[BEGIN Records supplied]
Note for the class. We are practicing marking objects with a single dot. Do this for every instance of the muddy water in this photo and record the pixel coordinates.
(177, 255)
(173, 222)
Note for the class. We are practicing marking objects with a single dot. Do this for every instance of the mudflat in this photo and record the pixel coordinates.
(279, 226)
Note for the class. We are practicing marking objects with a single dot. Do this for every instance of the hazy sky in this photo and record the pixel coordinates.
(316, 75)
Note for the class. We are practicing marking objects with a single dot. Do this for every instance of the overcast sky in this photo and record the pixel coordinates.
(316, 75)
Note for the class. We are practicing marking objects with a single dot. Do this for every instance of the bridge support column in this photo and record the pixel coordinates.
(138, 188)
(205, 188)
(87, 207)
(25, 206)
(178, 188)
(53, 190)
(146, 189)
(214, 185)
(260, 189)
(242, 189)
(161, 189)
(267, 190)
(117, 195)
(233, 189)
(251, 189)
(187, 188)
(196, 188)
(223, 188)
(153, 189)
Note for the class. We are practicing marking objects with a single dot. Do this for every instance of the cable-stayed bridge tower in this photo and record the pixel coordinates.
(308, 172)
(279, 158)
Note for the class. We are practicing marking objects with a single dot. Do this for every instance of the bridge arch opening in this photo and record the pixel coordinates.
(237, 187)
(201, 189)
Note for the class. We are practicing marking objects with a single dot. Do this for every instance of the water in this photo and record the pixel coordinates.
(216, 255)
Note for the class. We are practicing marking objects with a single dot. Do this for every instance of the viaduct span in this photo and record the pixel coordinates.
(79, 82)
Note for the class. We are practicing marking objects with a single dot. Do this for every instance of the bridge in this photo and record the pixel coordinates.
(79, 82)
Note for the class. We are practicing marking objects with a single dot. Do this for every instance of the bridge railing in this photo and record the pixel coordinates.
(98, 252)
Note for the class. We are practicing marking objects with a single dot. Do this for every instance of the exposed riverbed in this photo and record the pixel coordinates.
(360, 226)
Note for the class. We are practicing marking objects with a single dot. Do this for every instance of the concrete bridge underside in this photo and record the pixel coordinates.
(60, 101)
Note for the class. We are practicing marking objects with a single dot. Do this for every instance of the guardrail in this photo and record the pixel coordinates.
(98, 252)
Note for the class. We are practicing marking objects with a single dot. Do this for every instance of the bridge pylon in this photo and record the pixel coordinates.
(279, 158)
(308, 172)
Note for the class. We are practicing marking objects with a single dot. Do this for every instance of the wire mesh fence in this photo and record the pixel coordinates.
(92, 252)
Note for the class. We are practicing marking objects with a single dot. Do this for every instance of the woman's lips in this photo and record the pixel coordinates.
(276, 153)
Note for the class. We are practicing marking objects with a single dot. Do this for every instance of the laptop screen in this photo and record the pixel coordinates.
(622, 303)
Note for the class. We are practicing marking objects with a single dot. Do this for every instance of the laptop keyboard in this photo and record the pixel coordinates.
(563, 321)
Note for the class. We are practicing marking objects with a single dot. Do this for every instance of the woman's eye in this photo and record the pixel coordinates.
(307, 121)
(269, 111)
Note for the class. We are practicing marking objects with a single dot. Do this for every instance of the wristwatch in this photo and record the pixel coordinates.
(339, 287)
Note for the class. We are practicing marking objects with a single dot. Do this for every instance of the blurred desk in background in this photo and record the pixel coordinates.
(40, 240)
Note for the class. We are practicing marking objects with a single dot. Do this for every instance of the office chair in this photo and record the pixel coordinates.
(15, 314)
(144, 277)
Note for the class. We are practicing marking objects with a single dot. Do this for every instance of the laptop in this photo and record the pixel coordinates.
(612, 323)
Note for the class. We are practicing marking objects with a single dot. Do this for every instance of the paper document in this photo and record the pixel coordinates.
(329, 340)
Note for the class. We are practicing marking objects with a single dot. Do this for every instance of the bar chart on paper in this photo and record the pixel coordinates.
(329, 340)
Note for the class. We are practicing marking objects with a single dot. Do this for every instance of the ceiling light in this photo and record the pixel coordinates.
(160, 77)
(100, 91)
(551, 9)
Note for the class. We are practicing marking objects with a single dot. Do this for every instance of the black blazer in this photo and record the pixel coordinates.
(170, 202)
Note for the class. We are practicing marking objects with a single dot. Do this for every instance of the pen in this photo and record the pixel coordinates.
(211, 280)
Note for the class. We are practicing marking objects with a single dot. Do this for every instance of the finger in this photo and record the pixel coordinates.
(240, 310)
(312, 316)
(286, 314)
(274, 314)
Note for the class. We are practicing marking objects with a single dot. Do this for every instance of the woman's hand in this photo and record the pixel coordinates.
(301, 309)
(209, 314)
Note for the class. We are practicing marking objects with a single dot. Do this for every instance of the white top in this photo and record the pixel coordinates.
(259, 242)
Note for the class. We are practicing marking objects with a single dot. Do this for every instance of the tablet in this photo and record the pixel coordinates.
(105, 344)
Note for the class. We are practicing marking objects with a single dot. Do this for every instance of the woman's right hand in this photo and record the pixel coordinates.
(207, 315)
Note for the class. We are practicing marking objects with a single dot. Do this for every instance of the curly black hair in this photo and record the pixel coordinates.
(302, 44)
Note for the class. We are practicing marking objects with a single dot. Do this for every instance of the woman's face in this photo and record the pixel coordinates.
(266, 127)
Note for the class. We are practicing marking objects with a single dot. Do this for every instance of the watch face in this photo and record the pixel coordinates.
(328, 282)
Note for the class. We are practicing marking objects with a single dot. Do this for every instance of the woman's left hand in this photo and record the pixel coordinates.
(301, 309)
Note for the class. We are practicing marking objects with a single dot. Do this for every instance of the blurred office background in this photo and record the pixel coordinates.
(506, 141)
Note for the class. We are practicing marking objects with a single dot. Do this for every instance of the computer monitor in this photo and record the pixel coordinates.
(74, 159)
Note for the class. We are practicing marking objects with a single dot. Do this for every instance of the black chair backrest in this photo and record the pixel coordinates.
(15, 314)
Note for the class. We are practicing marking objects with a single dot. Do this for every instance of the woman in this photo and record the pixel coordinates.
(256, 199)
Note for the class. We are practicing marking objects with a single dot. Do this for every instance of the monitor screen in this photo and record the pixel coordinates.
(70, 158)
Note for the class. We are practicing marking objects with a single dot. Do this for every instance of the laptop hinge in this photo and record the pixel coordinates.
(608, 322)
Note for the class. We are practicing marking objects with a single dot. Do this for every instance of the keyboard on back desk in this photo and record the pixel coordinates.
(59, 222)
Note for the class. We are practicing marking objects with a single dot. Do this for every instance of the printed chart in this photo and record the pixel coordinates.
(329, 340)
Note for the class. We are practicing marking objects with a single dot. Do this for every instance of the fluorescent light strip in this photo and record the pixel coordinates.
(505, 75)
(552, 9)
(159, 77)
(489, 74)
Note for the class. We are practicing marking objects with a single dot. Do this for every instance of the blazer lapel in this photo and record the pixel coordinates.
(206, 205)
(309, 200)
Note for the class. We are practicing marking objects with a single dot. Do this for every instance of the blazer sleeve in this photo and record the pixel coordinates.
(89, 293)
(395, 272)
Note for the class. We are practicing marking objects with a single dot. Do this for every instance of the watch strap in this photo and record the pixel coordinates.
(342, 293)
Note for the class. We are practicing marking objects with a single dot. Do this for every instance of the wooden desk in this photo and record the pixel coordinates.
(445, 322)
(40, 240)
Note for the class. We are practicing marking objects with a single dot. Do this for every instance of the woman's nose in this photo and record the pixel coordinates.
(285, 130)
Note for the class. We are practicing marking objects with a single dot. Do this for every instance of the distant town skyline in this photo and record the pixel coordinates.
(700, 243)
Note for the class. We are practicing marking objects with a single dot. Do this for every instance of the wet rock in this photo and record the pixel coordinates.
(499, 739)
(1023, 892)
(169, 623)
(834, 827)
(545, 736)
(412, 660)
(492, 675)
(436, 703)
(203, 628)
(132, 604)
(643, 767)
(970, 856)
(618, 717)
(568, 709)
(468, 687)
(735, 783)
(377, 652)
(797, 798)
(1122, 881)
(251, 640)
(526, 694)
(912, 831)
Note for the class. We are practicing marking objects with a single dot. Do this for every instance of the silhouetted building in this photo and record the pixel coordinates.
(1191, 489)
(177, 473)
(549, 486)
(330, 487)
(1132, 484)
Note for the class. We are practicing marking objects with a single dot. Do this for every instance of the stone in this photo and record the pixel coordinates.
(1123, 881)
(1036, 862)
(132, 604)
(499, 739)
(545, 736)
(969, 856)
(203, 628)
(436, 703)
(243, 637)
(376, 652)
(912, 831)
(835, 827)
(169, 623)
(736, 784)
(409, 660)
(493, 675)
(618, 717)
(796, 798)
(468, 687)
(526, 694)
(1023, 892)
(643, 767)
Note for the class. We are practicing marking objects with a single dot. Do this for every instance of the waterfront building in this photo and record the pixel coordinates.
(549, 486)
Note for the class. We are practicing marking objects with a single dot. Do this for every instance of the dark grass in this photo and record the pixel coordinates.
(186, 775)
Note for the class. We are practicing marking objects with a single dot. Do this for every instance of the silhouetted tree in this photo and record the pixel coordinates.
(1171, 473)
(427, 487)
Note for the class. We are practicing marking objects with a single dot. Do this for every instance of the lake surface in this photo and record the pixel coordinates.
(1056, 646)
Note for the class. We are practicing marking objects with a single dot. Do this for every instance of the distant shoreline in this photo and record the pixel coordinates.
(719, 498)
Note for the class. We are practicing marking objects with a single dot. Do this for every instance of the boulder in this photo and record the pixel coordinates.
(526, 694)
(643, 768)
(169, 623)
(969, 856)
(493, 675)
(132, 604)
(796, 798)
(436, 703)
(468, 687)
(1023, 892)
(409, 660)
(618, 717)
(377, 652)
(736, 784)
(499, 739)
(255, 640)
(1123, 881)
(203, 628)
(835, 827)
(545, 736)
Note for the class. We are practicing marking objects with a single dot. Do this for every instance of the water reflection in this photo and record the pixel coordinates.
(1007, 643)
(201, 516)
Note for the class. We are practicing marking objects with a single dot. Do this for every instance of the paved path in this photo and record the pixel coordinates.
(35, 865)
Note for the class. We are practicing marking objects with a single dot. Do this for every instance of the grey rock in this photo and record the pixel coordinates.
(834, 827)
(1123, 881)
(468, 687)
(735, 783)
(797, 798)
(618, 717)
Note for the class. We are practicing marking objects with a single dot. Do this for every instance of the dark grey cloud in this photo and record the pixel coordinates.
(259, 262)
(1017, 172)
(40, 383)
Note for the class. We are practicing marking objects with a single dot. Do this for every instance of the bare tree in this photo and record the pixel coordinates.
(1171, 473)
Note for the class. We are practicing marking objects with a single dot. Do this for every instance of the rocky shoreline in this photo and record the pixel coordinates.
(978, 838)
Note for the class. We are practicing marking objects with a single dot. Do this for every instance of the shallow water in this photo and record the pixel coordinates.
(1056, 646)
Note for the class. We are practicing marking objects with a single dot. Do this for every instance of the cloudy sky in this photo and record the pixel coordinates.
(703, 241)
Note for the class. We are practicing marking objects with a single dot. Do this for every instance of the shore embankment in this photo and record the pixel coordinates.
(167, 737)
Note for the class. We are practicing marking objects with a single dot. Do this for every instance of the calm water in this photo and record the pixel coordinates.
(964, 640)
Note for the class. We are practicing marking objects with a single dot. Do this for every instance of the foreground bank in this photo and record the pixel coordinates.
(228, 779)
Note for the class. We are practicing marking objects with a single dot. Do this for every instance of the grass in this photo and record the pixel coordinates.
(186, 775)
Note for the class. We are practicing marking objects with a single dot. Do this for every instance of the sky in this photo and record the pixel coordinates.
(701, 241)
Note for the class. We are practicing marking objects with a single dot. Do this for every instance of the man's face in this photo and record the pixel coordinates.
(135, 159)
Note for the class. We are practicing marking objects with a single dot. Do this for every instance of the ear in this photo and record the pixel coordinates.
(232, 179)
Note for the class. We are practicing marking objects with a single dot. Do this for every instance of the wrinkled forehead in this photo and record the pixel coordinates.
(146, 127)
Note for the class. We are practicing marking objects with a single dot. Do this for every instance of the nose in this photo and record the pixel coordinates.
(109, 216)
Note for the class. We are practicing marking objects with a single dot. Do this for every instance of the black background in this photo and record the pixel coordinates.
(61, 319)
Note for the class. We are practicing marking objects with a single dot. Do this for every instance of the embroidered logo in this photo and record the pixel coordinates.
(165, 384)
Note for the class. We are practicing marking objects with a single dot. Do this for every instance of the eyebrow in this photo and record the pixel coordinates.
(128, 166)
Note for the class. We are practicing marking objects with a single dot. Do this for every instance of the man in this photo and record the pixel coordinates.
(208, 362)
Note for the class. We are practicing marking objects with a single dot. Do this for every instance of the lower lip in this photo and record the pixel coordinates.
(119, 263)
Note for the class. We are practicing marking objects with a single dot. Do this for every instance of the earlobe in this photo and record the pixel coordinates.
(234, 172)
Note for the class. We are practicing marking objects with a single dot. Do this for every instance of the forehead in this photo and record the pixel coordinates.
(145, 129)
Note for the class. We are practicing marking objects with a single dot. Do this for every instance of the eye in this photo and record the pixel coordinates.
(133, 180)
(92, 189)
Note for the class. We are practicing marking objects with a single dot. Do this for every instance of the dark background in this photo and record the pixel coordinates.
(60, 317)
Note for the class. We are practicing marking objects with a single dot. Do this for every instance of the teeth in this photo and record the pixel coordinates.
[END Records supplied]
Exercise :: Repeat the line containing "of the eyebrow" and all subsequent lines through the final line of the data, exactly and with no others.

Written answer ::
Note for the class. We are practicing marking objects with a single dot. Do this for every instance of the eyebrow in this photo and record the pixel coordinates.
(128, 166)
Note for the class. We are practicing marking objects with a single dot. Do this for every instance of the man in this photo and record the pixel coordinates.
(208, 362)
Note for the class. We are practicing marking objects with a single dot. Do this for every instance of the lower lip in this photo and record the pixel coordinates.
(119, 263)
Note for the class. We are practicing marking objects with a single dot. Do this for every instance of the earlobe in this photo and record the pixel coordinates.
(234, 172)
Note for the class. We are practicing marking objects with a single dot. Do this for every instance of the forehead in this photo and record the pixel coordinates.
(145, 129)
Note for the class. We are practicing marking objects with a single dot. Do this for every instance of the eye in this photo and record the pixel coordinates.
(133, 180)
(92, 189)
Note for the class. We are practicing marking objects with a single dot. Do this for every instance of the dark background in this photo and record the pixel coordinates.
(60, 317)
Note for the class. We are practicing marking objects with a single dot. Do this for every instance of the teeth in this photo and record the pixel coordinates.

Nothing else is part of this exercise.